> _DOCUMENT TEXT_:
Does this river get a run of salmon? If so that would be my first guess. I have also had some crazy encounters with some large beavers while fishing at night.


----------



## big_phish (Jan 1, 2009)

That's a good read. I can't tell you how many times I've had fish(bass in my case) crush a topwater lure on a calm, quiet day and startle the heck out of you. :lol: It's moments like these that make fishing addicting. Now if only the wife will understand...........


----------



## 1styearff (Mar 3, 2010)

Big Brown! The real hogs like to feed after dark and are notorious for hitting lage wake flies (mice, gurglers, etc.) and other topwater lures.

(Not that I've ever caught one of these guys myself :sad


----------



## Ralph Smith (Apr 1, 2003)

> _PROBLEMS TO WORK ON_:
a. Please reproduce the passage of the fishing forum thread starting with "That's a good" and going on through "other topwater lures.".
b. Carry on the fishing forum thread from the point where it stops.

> _DATA PROVIDED_:
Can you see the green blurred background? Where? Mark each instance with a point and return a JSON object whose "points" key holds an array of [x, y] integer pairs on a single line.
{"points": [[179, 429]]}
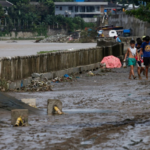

> _ANSWERS IN ORDER_:
a.
That's a good read. I can't tell you how many times I've had fish(bass in my case) crush a topwater lure on a calm, quiet day and startle the heck out of you. :lol: It's moments like these that make fishing addicting. Now if only the wife will understand...........


----------



## 1styearff (Mar 3, 2010)

Big Brown! The real hogs like to feed after dark and are notorious for hitting lage wake flies (mice, gurglers, etc.) and other topwater lures.

b.
1styearff said:


> Big Brown! The real hogs like to feed after dark and are notorious for hitting lage wake flies (mice, gurglers, etc.) and other topwater lures.
> 
> (Not that I've ever caught one of these guys myself :sad


Yep, thats what I would think. Big brown. Get you some mouse patterns and you'll find out. Good luck, nice read and pics.


----------



## The Average Joe Fisherman (Aug 13, 2010)

Thanks guys. I just got back yesterday from trying to catch that thing. But I have a post to do before that one.

I'll keep writing them as long as you guys like reading them. =_)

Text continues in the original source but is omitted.